▶ _GIVEN PROBLEM_
Reproduce every one of the items below line for line, without changing a single character.

Position annotation records:
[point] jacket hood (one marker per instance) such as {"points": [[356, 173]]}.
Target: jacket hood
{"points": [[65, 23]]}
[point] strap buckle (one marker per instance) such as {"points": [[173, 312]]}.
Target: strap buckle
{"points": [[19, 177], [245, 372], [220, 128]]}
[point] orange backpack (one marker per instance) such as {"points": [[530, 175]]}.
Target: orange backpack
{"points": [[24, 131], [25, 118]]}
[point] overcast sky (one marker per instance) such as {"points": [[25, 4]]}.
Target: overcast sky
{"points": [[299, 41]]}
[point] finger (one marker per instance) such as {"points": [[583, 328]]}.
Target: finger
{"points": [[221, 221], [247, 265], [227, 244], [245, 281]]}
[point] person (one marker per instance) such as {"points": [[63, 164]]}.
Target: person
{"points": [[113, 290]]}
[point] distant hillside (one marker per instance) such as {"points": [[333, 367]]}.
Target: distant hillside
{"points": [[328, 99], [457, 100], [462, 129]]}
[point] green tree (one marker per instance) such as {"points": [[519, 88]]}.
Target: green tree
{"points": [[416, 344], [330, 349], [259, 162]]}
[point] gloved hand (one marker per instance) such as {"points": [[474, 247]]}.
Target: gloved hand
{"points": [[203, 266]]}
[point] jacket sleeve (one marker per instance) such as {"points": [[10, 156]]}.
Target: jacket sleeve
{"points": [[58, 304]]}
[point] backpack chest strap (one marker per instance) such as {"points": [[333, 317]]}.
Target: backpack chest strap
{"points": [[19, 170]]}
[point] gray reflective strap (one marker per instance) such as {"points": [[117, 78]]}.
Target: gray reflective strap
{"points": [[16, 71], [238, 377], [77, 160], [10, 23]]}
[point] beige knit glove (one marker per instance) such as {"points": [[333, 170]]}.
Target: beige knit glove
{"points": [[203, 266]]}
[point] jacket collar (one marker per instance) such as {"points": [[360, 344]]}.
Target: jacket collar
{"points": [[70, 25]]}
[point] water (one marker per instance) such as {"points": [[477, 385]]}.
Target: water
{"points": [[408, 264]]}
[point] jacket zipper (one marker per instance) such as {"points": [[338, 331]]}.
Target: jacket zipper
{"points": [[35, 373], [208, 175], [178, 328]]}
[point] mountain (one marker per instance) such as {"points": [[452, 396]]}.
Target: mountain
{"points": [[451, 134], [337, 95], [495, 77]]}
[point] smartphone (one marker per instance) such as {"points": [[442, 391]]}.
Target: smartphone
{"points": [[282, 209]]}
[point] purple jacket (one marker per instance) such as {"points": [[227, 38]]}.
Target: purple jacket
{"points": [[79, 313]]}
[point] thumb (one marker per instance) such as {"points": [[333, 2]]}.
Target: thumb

▶ _SOLUTION BELOW_
[point] jacket hood (one marker per instance) such as {"points": [[356, 173]]}.
Target: jacket hood
{"points": [[65, 23]]}
[point] strap buckle (one marker per instance) such as {"points": [[173, 312]]}.
Target: strap buckle
{"points": [[19, 177], [245, 372], [220, 128]]}
[point] orange backpack (one marker per instance) such as {"points": [[530, 175]]}.
Target: orange backpack
{"points": [[24, 131], [25, 118]]}
[point] overcast sky (one marker per instance) such as {"points": [[25, 4]]}.
Target: overcast sky
{"points": [[299, 41]]}
[point] finger (one marker per instance) such as {"points": [[583, 328]]}.
Target: finger
{"points": [[221, 221], [247, 265], [227, 244], [245, 281]]}
[point] person (one marker per instance) such as {"points": [[63, 164]]}.
Target: person
{"points": [[113, 290]]}
[point] distant hillside (one marker per instance) such as {"points": [[333, 367]]}.
Target: distant hillside
{"points": [[328, 99], [457, 100], [462, 129]]}
[point] green tree (one marker per instance) such as {"points": [[519, 88]]}.
Target: green tree
{"points": [[416, 344], [330, 349], [259, 162]]}
[point] gloved hand (one marker per instance) such as {"points": [[474, 247]]}.
Target: gloved hand
{"points": [[203, 266]]}
[point] jacket sleeve (one marker per instance) such as {"points": [[10, 156]]}.
Target: jacket sleeve
{"points": [[58, 304]]}
[point] backpack chest strap (one marker per instance) such as {"points": [[333, 317]]}.
Target: backpack chest strap
{"points": [[19, 170]]}
[point] gray reflective strap (one marker per instance) such as {"points": [[117, 78]]}.
Target: gray reflective strap
{"points": [[16, 71], [238, 377], [77, 160], [10, 23]]}
[point] beige knit glove (one marker per instance) such as {"points": [[333, 170]]}.
Target: beige knit glove
{"points": [[203, 266]]}
[point] jacket collar (one marker per instance) such as {"points": [[360, 344]]}.
Target: jacket collar
{"points": [[70, 25]]}
[point] water (one marker per instance) such as {"points": [[477, 385]]}.
Target: water
{"points": [[408, 264]]}
[point] jacket zipper (one marker per instance) such as {"points": [[338, 331]]}.
Target: jacket zipper
{"points": [[35, 373], [208, 175], [178, 328]]}
[point] mountain (one marker per instance) such as {"points": [[452, 396]]}.
Target: mountain
{"points": [[451, 134], [337, 95], [495, 77]]}
[point] smartphone (one marker per instance) such as {"points": [[442, 391]]}.
Target: smartphone
{"points": [[282, 209]]}
[point] purple jacket (one marker per instance) such as {"points": [[227, 38]]}.
Target: purple jacket
{"points": [[79, 313]]}
[point] thumb (one marker per instance) such as {"points": [[333, 2]]}.
Target: thumb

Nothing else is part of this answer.